[Available data]
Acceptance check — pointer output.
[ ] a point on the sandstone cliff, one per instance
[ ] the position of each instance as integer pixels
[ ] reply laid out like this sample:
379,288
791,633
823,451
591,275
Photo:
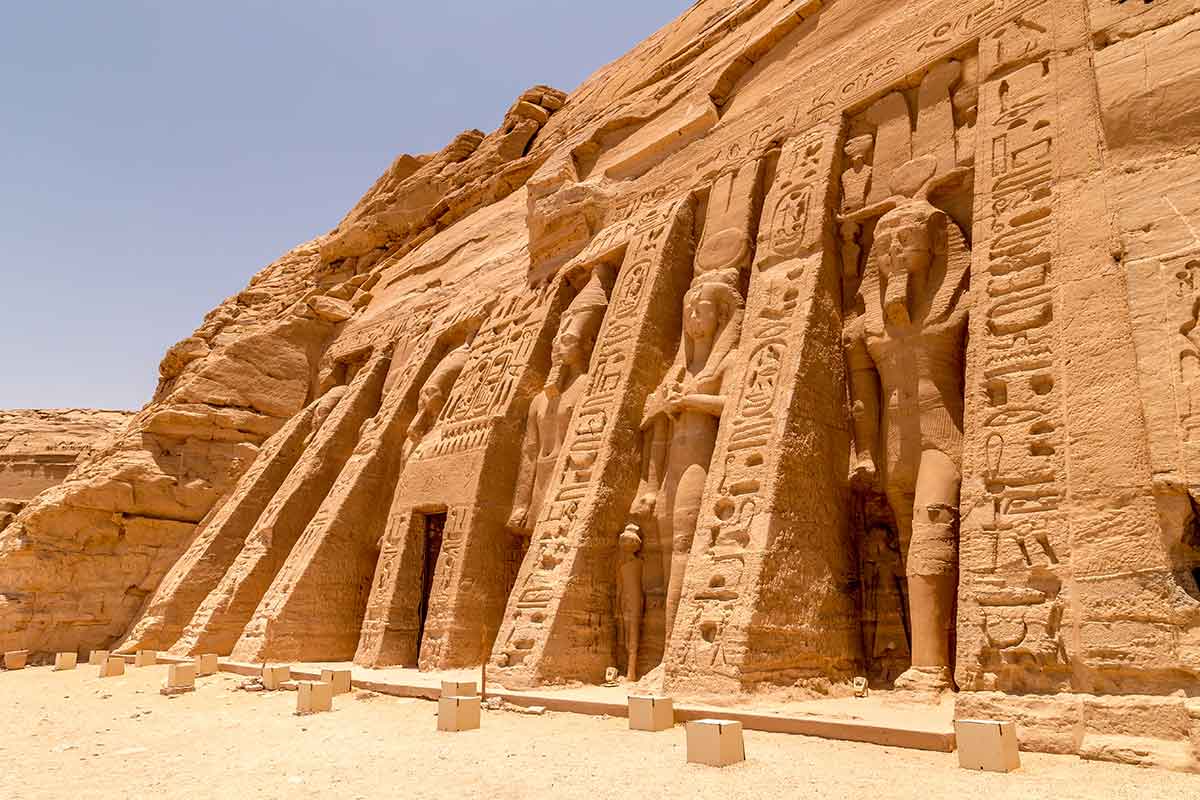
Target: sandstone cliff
39,447
810,338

[Given task]
Rewrite these rows with "sandstone cliff" replaced by "rock face" everywhere, keeping everything else the same. Leave the pictures out.

[Written response]
Acceptance check — pointer output.
[ ] a point on the rock face, one per instance
[ ] the position of each instance as integer pixels
[ ] reply laid out like this sample:
379,288
791,633
823,451
591,275
Photo:
Target: rock face
39,447
810,338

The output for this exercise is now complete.